Wah-sim “Wallace Yip” - Army
PFC Yip Wah-sim “Wallace Yip” was born in 1923 at Taihen village, Taishan (Hoishan) county, Guangdong province. His father brought him to California at the age of ten in 1933. Wally Yip was detained on Angel Island and interrogated for several weeks before entering the country. He came to live with an older sister and her husband at their laundry in New Orleans. He spent every summer working at a grocery store in Leland, Mississippi, belonging to the family of his friend, future WWII veteran Beck H. Gee. Wally Yip was drafted into the U.S. Army in 1943. Trained as a mortarman, he was assigned to the Third Army, 79th Infantry Division. He landed at Utah Beach six days after the initial Normandy invasion, clearing German resistance between Cherbourg and St. Lo, and joining George Patton's drive across northern France. PFC Wally Yip won the Bronze Star in this campaign. He was wounded by artillery fire during the approach to the Rhine and hospitalized for six weeks. Yip was awarded the Purple Heart for this injury. Returning to the front, he participated in the crossing of the Rhine north of Essen and the drive across Germany, before participating in the occupation of Czechoslovakia. He returned to New Orleans in 1945, and in 1947, he visited his home village and married Lew Hong-lee “Lily Yip.” Wally and Lily Yip lived in San Francisco for a year, before returning to New Orleans, where they raised five children together. Wally Yip worked several jobs, then purchased a laundry in 1957, which he managed with his wife until their retirement in 1996. Wally Yip passed away in 2012. His medals are on display at the Purple Heart Conference Room at the National World War II Museum in New Orleans.

• _Data listing_:
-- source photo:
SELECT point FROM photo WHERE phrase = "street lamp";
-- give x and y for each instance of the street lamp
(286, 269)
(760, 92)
---
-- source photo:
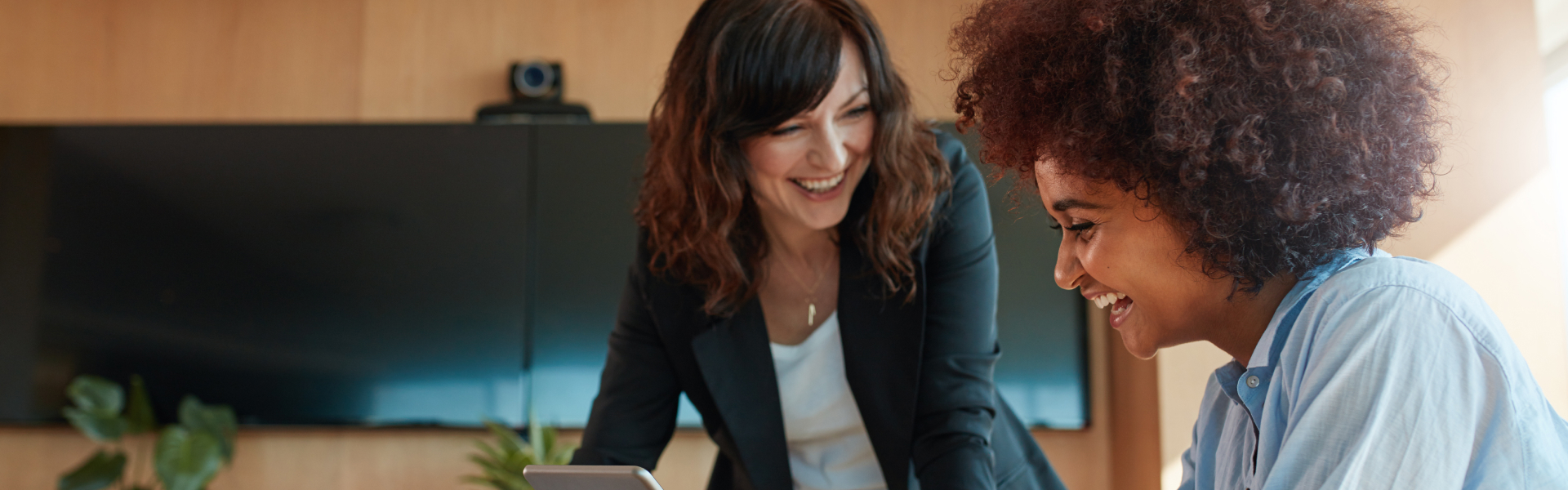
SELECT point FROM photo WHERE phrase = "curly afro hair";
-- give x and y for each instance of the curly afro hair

• _Your instructions_:
Decide whether each statement agrees with the profile of Wallace Yip, answering yes or no and quoting the deciding words: 1. He was held on Angel Island for several weeks before he entered the country. 2. He was wounded at Utah Beach. 3. He and his wife ran a laundry until 1996.

• _Response below_:
1. Yes: "Wally Yip was detained on Angel Island and interrogated for several weeks before entering the country."
2. No: "He was wounded by artillery fire during the approach to the Rhine and hospitalized for six weeks."
3. Yes: "purchased a laundry in 1957, which he managed with his wife until their retirement in 1996."